What you need to do
Each line of the records that includes "tree" should be found and copied.

·····

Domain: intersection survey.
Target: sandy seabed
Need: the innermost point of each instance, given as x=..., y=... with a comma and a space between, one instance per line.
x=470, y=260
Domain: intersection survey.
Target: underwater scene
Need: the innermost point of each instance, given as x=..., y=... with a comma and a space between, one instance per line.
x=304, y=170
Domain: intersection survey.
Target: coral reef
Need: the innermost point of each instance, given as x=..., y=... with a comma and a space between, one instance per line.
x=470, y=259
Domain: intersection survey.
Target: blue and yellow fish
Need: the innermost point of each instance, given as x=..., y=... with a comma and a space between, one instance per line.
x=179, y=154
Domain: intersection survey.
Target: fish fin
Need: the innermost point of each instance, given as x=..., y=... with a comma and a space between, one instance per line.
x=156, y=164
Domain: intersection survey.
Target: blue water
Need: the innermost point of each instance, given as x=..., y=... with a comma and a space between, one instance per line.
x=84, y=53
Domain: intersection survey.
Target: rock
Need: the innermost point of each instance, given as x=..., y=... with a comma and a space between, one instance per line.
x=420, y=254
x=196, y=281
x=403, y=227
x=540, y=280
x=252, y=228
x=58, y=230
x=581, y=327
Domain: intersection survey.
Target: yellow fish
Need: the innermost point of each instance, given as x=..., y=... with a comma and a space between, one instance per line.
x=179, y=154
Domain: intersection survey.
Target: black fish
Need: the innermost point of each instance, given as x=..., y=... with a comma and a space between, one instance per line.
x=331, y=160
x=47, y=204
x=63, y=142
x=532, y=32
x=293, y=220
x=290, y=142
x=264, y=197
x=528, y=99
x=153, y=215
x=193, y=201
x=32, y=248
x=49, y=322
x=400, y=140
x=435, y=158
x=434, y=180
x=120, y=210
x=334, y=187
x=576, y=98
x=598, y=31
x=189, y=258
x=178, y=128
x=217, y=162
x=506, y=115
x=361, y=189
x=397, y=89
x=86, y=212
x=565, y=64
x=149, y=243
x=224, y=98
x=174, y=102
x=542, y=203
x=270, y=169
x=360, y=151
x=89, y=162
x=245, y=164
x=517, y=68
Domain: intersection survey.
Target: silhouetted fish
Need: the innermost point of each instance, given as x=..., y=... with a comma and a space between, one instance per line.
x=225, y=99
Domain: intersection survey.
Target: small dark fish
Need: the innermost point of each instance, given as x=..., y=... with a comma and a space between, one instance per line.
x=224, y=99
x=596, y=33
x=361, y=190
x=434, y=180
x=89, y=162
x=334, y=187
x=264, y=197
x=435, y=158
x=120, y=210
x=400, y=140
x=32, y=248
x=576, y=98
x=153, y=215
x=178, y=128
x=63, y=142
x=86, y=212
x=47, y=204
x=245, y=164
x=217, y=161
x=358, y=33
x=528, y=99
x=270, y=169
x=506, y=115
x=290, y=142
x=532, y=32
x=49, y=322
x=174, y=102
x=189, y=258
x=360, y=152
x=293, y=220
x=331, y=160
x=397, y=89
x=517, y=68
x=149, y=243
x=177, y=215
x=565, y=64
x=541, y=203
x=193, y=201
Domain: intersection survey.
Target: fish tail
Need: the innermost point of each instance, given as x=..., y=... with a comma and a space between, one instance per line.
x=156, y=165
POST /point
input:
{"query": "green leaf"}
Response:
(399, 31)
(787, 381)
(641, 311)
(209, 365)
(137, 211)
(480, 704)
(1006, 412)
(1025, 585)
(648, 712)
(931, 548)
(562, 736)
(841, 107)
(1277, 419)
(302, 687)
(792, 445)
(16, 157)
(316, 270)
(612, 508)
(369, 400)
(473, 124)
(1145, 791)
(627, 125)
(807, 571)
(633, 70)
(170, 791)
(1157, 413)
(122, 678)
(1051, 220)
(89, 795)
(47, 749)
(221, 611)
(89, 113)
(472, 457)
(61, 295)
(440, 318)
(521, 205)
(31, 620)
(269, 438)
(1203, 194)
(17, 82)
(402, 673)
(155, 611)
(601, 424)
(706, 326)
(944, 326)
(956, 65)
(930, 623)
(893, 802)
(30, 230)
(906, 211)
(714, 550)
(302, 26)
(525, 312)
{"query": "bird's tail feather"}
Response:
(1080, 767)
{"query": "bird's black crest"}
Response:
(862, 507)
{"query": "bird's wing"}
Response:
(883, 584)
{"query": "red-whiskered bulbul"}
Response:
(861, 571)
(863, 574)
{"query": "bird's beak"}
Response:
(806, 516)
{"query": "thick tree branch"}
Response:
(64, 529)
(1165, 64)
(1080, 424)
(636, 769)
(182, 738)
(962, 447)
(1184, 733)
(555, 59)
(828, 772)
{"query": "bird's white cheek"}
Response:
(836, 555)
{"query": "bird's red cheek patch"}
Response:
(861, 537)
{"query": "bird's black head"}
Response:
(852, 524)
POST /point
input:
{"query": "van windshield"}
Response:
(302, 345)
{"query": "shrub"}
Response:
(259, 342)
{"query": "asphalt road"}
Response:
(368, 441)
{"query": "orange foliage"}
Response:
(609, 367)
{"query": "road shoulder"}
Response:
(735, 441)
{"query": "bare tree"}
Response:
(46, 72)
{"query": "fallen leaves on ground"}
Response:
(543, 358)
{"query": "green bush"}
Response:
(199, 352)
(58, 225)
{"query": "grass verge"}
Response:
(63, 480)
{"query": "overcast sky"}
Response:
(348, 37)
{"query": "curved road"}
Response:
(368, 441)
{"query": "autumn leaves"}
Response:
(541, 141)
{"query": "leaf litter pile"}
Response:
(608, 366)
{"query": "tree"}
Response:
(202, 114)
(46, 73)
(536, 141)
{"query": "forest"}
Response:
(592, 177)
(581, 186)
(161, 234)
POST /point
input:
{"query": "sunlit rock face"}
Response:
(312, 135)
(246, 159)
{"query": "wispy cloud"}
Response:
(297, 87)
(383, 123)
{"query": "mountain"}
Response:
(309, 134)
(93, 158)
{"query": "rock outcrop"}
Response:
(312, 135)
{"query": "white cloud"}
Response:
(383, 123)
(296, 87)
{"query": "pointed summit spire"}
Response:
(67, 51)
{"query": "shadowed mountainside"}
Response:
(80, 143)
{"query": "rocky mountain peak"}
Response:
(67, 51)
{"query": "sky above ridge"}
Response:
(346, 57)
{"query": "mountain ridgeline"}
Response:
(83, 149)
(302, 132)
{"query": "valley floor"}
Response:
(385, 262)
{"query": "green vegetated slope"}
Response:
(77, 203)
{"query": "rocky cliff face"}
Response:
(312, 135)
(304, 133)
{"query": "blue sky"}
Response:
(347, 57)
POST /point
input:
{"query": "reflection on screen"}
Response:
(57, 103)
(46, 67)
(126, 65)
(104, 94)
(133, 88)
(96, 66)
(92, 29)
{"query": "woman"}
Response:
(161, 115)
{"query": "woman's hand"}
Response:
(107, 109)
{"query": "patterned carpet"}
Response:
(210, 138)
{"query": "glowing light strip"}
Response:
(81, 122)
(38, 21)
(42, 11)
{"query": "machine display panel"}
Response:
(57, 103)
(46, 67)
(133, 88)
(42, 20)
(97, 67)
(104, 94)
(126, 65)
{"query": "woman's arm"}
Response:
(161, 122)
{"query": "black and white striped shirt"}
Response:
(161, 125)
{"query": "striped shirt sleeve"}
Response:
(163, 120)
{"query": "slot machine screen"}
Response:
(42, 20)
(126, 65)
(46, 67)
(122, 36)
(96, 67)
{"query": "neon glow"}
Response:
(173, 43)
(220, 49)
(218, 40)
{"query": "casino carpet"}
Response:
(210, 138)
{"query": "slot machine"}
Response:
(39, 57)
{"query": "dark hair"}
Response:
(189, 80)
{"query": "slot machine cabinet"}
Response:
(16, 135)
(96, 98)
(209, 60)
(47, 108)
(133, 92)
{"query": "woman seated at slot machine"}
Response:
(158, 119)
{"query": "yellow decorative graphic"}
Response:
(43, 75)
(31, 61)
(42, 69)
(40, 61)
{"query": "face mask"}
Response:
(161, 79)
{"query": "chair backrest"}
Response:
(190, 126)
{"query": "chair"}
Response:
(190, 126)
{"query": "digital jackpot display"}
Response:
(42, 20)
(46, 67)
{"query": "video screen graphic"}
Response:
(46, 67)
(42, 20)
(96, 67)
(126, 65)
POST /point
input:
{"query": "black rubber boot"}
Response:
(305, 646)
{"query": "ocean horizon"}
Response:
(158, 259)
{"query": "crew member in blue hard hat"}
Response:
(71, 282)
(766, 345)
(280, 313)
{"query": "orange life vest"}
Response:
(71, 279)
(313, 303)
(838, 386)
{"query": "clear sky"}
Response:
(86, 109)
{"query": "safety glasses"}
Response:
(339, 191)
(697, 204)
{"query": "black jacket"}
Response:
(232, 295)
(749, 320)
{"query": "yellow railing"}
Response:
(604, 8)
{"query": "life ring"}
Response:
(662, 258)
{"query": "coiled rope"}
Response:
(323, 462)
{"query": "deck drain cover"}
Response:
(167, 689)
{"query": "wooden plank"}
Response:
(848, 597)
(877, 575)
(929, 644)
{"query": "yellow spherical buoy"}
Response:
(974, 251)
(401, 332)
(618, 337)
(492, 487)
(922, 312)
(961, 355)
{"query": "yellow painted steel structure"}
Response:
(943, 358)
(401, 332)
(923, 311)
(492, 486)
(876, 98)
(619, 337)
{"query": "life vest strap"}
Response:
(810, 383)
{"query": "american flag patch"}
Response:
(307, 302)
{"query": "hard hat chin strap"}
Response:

·····

Output for this exercise
{"query": "thick tree branch"}
{"query": "bare tree"}
{"query": "tree"}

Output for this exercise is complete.